- **Exercise brief**
For the stretch of records below from the line containing "point: river -- for" through the end of the records, both ends included, write out every line again and shift each x and y coordinate value by -93. Give only that stretch, leaving all other text as it is.

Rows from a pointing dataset
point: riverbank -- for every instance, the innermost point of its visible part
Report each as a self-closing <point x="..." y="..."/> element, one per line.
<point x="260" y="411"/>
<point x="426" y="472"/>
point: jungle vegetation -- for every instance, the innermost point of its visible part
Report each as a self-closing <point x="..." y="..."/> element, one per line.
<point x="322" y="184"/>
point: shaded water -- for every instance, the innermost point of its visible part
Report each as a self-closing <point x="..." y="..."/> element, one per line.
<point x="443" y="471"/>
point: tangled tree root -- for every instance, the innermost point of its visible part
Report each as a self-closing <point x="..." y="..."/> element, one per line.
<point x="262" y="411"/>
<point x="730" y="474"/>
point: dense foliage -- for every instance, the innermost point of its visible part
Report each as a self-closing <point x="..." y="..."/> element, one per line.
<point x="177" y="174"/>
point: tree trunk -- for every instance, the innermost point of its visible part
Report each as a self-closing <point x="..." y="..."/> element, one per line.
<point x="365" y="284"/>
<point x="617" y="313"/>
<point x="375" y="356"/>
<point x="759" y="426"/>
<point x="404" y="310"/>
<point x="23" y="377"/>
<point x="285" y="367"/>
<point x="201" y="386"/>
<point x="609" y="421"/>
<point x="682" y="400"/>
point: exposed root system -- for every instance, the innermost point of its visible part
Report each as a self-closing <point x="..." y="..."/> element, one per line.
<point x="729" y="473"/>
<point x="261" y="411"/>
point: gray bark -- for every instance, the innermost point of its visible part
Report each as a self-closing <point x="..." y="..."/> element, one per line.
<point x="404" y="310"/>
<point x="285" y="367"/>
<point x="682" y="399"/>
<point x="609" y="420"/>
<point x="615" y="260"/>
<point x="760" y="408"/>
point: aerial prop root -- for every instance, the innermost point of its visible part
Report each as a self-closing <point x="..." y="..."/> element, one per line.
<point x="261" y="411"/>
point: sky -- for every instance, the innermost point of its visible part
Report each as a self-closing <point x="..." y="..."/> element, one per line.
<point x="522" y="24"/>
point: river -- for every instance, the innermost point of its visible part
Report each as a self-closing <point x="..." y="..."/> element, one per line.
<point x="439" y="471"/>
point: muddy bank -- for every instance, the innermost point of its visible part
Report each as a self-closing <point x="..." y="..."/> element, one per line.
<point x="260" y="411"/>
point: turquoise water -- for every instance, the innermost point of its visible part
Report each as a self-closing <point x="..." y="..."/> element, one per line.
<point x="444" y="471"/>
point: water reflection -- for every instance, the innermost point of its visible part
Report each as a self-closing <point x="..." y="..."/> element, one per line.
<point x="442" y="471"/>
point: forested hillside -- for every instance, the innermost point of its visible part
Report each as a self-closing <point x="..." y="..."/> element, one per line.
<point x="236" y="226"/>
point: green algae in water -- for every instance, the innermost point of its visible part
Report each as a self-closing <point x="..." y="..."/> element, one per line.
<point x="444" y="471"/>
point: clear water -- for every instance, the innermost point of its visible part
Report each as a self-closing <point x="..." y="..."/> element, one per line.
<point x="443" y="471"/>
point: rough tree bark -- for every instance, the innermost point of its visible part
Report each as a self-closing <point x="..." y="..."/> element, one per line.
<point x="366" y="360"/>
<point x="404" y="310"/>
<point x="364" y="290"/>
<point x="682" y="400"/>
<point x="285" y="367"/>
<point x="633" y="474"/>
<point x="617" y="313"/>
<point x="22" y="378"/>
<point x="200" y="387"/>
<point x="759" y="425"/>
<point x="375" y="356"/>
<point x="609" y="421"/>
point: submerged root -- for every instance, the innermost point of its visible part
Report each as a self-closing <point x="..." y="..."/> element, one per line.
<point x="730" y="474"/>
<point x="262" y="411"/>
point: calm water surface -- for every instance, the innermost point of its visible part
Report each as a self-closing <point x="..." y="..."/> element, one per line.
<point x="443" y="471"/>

- **Output below**
point: river -- for every instance, the innermost point of its visible part
Report each as a self-closing <point x="..." y="..."/> element, one per line.
<point x="346" y="378"/>
point: muddy bank -- for every instance, the innermost point of its visible part
Report each as a self-closing <point x="..." y="..."/> element, one per line.
<point x="167" y="318"/>
point: turquoise water -- for every instance, the innermost point of its visible part
Report each as a self-closing <point x="..." y="..."/> element, one per line.
<point x="351" y="378"/>
point: water reflection -- for every instance, the innermost point of its visible part
Report each as a self-closing <point x="..." y="..."/> element, one per line.
<point x="349" y="378"/>
point: forested hillside -- for every instance, the innermost point of its visible part
Report each as a self-closing <point x="..." y="..."/> element, one per line.
<point x="143" y="133"/>
point: green algae in water -- for every instance, the innermost point of its visible part
Report each as a self-closing <point x="..." y="..."/> element, one per line.
<point x="351" y="378"/>
point: clear water -- for every instance, the innermost point of its visible part
Report each as a self-closing <point x="..." y="..."/> element, one per line.
<point x="350" y="378"/>
point: rough tree bark -- for every instance, the innermost point of its visible part
Report each as a self-closing <point x="..." y="..."/> element, one per line.
<point x="273" y="267"/>
<point x="311" y="217"/>
<point x="271" y="197"/>
<point x="589" y="307"/>
<point x="192" y="274"/>
<point x="540" y="381"/>
<point x="524" y="220"/>
<point x="-71" y="285"/>
<point x="107" y="294"/>
<point x="666" y="332"/>
<point x="282" y="263"/>
<point x="516" y="328"/>
point: submerged root -- for every instance, the innermost point of its visible part
Report each as a self-closing <point x="..." y="..."/> element, one per line.
<point x="637" y="381"/>
<point x="169" y="318"/>
point: calm water surface -- for every instance, the innermost point of its visible part
Report each as a self-closing <point x="..." y="..."/> element, one per line.
<point x="350" y="378"/>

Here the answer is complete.